• THE PROBLEM: Convert the records below into a two-column CSV with the headers "prompt" and "response", one row per record. Put each record's text in the first column and its answer in the second, each in a single quoted field with line breaks replaced by spaces, and leave out the pictures.

• INPUT MATERIAL:
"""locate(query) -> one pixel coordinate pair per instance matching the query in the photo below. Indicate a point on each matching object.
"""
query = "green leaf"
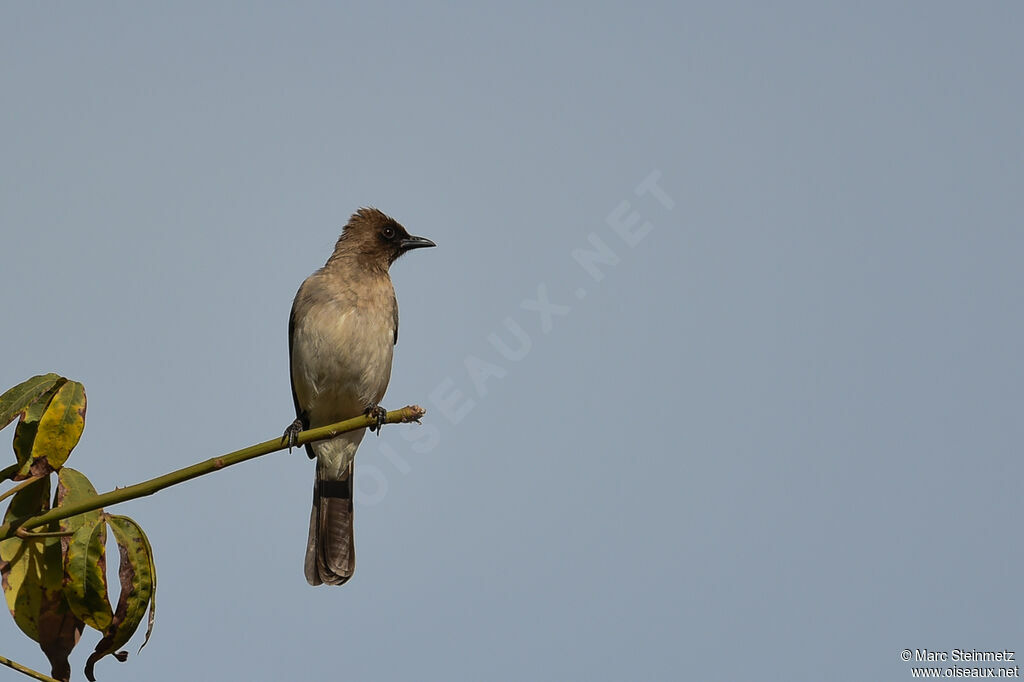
(85, 553)
(28, 426)
(27, 566)
(138, 581)
(31, 570)
(14, 400)
(59, 429)
(73, 487)
(85, 572)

• RESPONSE TO THE TASK:
prompt,response
"""""""locate(query) -> one pixel coordinate pair per instance matching the query in the photo below. Indicate a point on each matching object. """""" query = ""green leaf""","(85, 553) (28, 426) (27, 566) (138, 581) (31, 570) (14, 400) (59, 429) (73, 487) (85, 572)"